Excerpt provided >>
Interestingly, with the rebirth of anarchism in the 1960s, seen with the emergence of the New Left’s emphasis on decentralization and opposition to hierarchy and at its height in the explosive Parisian General Strike of 1968, Emma was reborn as well. Starting in 1961 with Richard Drinnon’s Rebel in Paradise, biographies of Goldman have continued to bloom. Drinnon was followed by many other biographers: Candace Falk in 1984, Alice Wexler in 1984, Martha Solomon in 1989, John Chalberg in 1991 and Marian Morton in 1992. Wexler, Solomon and Falk all agree that the resurgence in the interest of Emma in the late 1960s and early 1970s is a reflection of renewed interest in feminism and anarchism. “In part, this fascination with Goldman reflects a general upsurge of interest in anarchism since the sixties” (Wexler, Emma Goldman in Exile, 2).

Emma was incredibly controversial during her own lifetime. Teddy Roosevelt called her a “madwoman... a mental as well as a moral pervert”, the New York Times said she was a “mischievous foreigner... apart from the mass of humanity”. The San Francisco Call said she was a “despicable creature... [a] snake... unfit to live in a civilized country”. The government called her the “ablest and most dangerous” anarchist in the country.

On the other side was Kate Richards O’Hare, a socialist who occupied a neighboring jail cell with Goldman, who said “the Emma Goldman that I know is not the Propagandist. It is Emma, the tender, cosmic mother, the wise understanding woman, the faithful sister, the loyal comrade... Emma don’t believe in Jesus, yet she is the one who makes it possible for me to grasp the spirit of Jesus” (Drinnon, 251). William Marion Reedy of the St. Louis Mirror said this: “there is nothing wrong with Miss Goldman’s gospel that I can see except this: SHE IS ABOUT EIGHT THOUSAND YEARS AHEAD OF HER AGE!” (Drinnon, title page). It is hard to believe that these contradictory quotes could possibly describe the same person.

Entries shown >>
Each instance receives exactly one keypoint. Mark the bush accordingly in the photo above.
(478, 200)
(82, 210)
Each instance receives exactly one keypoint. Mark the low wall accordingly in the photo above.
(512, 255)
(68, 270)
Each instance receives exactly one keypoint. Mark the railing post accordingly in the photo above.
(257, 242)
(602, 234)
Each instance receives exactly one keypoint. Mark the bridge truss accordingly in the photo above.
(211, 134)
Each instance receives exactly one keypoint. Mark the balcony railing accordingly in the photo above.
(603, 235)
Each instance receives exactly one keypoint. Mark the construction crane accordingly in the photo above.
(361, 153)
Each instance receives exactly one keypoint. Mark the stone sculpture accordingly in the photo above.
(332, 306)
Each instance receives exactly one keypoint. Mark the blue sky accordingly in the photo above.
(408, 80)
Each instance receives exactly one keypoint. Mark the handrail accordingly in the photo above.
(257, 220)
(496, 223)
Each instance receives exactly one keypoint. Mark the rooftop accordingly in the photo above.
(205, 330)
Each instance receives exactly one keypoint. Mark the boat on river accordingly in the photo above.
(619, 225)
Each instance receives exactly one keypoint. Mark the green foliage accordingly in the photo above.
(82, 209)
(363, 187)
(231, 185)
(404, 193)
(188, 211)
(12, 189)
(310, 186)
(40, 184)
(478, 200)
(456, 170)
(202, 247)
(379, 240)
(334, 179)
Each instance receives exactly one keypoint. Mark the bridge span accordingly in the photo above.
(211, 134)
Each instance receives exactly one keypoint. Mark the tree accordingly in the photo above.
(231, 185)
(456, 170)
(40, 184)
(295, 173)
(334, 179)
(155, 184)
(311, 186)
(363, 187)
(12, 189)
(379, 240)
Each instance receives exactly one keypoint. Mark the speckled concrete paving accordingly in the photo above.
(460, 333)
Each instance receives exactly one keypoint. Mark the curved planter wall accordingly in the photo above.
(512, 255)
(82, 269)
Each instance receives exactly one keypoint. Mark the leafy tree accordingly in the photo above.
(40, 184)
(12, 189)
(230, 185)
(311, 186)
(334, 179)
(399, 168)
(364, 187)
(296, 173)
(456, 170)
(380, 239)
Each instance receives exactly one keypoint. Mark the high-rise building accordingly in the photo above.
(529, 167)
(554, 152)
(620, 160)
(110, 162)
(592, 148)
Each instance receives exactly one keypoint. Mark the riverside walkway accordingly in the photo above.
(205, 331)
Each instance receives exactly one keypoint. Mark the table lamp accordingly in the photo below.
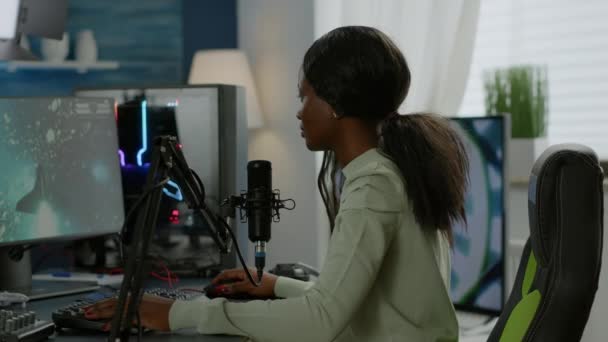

To do >>
A – Using the passage on Emma Goldman, decide whether each statement agrees with it: (i) Richard Drinnon's Rebel in Paradise appeared in 1961; (ii) Alice Wexler's biography of Goldman came out in 1989; (iii) Kate Richards O'Hare was an anarchist. Answer yes or no for each and quote the words of the passage that decide it.
B – Please write out the part of the passage on Emma Goldman starting with "Emma was incredibly" and going on through "in the country.".
C – In the passage on Emma Goldman, what did the government call her?

Answers to each task >>
A –
(i) Yes: "Starting in 1961 with Richard Drinnon’s Rebel in Paradise"
(ii) No: "Alice Wexler in 1984"
(iii) No: "Kate Richards O’Hare, a socialist"

B –
Emma was incredibly controversial during her own lifetime. Teddy Roosevelt called her a “madwoman... a mental as well as a moral pervert”, the New York Times said she was a “mischievous foreigner... apart from the mass of humanity”. The San Francisco Call said she was a “despicable creature... [a] snake... unfit to live in a civilized country”. The government called her the “ablest and most dangerous” anarchist in the country.

C – The government called her the “ablest and most dangerous” anarchist in the country.